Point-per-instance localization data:
━━━

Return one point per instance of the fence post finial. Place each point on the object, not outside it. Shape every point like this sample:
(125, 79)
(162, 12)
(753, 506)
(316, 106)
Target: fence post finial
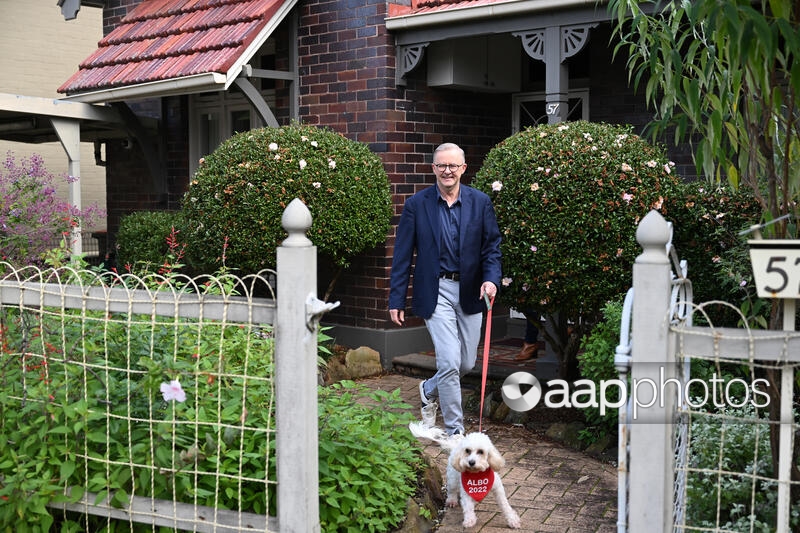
(296, 406)
(653, 234)
(296, 220)
(650, 480)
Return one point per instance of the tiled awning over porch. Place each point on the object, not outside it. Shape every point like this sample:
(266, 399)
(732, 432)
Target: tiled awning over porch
(176, 47)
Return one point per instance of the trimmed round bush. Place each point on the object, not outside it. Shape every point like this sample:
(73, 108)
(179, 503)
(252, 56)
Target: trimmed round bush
(240, 191)
(568, 199)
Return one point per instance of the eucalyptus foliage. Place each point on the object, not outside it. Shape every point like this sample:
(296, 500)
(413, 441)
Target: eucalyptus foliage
(726, 75)
(240, 191)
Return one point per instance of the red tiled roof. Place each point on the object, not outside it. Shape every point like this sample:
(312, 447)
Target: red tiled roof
(167, 39)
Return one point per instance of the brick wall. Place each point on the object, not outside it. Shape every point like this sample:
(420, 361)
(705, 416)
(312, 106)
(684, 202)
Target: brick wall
(347, 83)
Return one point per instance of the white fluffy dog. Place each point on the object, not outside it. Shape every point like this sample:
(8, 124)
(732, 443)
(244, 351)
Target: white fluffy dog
(471, 472)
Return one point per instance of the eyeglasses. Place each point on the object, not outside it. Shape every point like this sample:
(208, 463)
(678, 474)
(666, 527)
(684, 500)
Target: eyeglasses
(451, 167)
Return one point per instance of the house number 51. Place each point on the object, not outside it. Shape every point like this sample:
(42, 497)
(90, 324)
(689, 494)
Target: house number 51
(776, 268)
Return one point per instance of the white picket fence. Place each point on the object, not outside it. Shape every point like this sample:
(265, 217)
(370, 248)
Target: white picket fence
(174, 310)
(658, 343)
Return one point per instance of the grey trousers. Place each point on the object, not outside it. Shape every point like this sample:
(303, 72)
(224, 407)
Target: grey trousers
(455, 338)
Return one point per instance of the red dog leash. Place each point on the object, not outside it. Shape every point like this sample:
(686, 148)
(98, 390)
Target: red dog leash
(487, 337)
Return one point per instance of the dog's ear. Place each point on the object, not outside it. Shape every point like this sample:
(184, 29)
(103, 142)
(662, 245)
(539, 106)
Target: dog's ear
(496, 461)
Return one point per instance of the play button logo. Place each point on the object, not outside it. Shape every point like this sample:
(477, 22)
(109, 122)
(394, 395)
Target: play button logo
(521, 391)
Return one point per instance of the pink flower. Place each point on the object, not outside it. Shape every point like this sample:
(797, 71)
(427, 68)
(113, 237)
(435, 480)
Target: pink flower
(173, 391)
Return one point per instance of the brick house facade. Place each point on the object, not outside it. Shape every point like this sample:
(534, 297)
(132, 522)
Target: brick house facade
(347, 80)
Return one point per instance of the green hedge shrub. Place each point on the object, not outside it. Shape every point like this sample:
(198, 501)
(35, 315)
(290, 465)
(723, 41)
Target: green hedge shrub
(142, 238)
(240, 192)
(568, 199)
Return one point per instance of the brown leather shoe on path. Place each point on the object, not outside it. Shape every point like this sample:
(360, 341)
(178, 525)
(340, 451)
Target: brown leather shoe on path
(528, 351)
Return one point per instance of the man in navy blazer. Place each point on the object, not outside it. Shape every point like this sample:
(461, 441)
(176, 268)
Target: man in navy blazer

━━━

### EXERCISE BRIEF
Among the lines above, which ones include the word "navy"? Copy them.

### SOLUTION FOR THIS PROBLEM
Return one point per instance of the man in navy blazer. Place each point on the object, not outside it. Shape every point like this sample:
Target: man in navy blazer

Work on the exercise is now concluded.